> _PASSAGE GIVEN_
▬▬▬

Desire Lines: A New Platform for Marginalized Voices in Climbing and Mountaineering
- Matthieu Amaré

- 18 hours ago
- 9 min read
Desire Lines grew out of a simple conviction: mountain literature has been built around one narrow voice—white, male, and heroic—while pushing many other stories to the margins. Katie Ives, the former editor-in-chief of Alpinist, and Holly Chen, the collective’s art director, explain how a 2024 writing workshop sparked an editorial project that feels both ambitious and urgently needed: making room for marginalized voices in climbing and mountaineering at a time when their rights in the United States are under growing attack.

Vertige Media: Mountaineering and climbing are still very male and very white spaces. How do you explain that, structurally and culturally?
Katie Ives : It really depends on how you define mountaineering. If you look at the earlier meaning of the word—in both French and English, montagnard and mountaineer—it meant someone who dwelled in the mountains. Then the Victorians came along and redefined it in a much narrower way: specialized gear, alpine clubs, and hiring local guides who had been climbing those mountains for generations, while relegating them to a lower status as guides and porters.
We are still trapped inside that very narrow definition. When you look at mountaineering in a broader, more global sense, you realize that countries in Africa, Asia, and South America have their own mountain-climbing traditions that long predate the first ascent of Mont Blanc.
Even within European alpine climbing, women were far more involved from the beginning than the history books suggest. Clara Roche has done important scholarship in Britain, looking at guides’ journals and private letters and compiling first ascents—not first female ascents—and first winter ascents that women did. When winter mountaineering was developing in the Alps in the 1870s and 1880s, many of the people doing groundbreaking work were women. In Lizzie Le Blond’s case, she was writing the first English-language guidebooks to winter mountaineering.
You have to read between the lines of history books to see that people pushed to the margins were always there.
“Creating that broader, more diverse spread of voices and stories is going to take much longer. Probably as long as it took for the problem to be created in the first place”
Holly Chen, Creative Director at Desire Lines
Holly Chen : My perspective is more lived and first-person. I grew up in Taiwan and Hong Kong. There wasn’t a big mountaineering culture around me, not a big outdoor culture. So as a kid, I would go to the library, pull every adventure book off the shelves, and start reading. Walter Bonatti’s Mountain of My Life, Jon Krakauer—all the big hero narratives. I devoured every single book.
And in my mid-teens, I suddenly thought: I can’t do this. I can’t mountaineer. I can’t rock climb. Everyone in these books is a man.
I held on to that belief for most of my life. I moved to the U.S. when I was 18, started climbing in a gym, and still thought, “Oh, I’m just doing this for fun. I’m not a real climber.” It wasn’t until I started getting into mountain journalism, and reading some of the texts Katie talks about, that I understood this field was actually much deeper than it looked to me as a kid.
Why aren’t these people more prominent? Because I spent ten years of my life believing I couldn’t do this.

▬▬▬

> _DATA_
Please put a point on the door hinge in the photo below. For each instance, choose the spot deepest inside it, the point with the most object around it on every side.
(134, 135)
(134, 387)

▬▬▬

> _INSTRUCTION 1_
Reproduce verbatim the span of the Desire Lines interview between "- 18 hours ago" and "under growing attack.", inclusive.
> _INSTRUCTION 2_
Write the next part of the Desire Lines interview, picking up after its final sentence.

> _EXERCISE RESULT 1_
- 18 hours ago
- 9 min read
Desire Lines grew out of a simple conviction: mountain literature has been built around one narrow voice—white, male, and heroic—while pushing many other stories to the margins. Katie Ives, the former editor-in-chief of Alpinist, and Holly Chen, the collective’s art director, explain how a 2024 writing workshop sparked an editorial project that feels both ambitious and urgently needed: making room for marginalized voices in climbing and mountaineering at a time when their rights in the United States are under growing attack.

> _EXERCISE RESULT 2_
Vertige Media : Why has it taken so long to change?
Holly Chen : A problem that took almost a century to create is not going to disappear in a couple of years. This is something we may be working toward for our entire lives.
But the next person who lives in Hong Kong or Taiwan, or anywhere in the world, and picks up a book because they’re interested in mountaineering and climbing culture—they shouldn’t see only one dominant voice. Creating that broader, more diverse spread of voices and stories is going to take much longer. Probably as long as it took for the problem to be created in the first place.
Katie Ives : When I was editor-in-chief of Alpinist, even as late as 2015, I still had trouble finding women to write for the magazine. I realized I had to break that cycle: women saw magazines, didn’t see themselves in them, and assumed they couldn’t write for them.
So I started doing a lot of outreach directly to the community—seeking out women writers, nonbinary writers, writers of color, Indigenous writers—and inviting them in. After a while, you get momentum. People see themselves in the pages and think, “Oh, I can do this.”
By the time I left Alpinist, about 50 to 60 percent of the writers we were publishing were women and nonbinary writers. I wasn’t trying to find them anymore. They were finding us.
You have to create spaces where people feel welcome. Then people can take creative risks because they know they’re supported.

Vertige Media : Other cultures have a very different relationship with mountains—neither conquest nor performance. What does that teach us?
Holly Chen : Taiwan is a very outdoor country. I would have to double-check the exact number, but it has around 52 mountains over 10,000 feet running down the center of the island. People there are immersed in nature all the time. It becomes part of us, rather than some faraway peak you have to go conquer.
It’s a parallel existence with nature, not dominance over it.
Hong Kong, where I spent most of my teenage life, is different: concrete, glass, high-rises. But for Taiwanese people, nature is so integrated into the culture. There’s this recreational mindset of existing with nature, in nature.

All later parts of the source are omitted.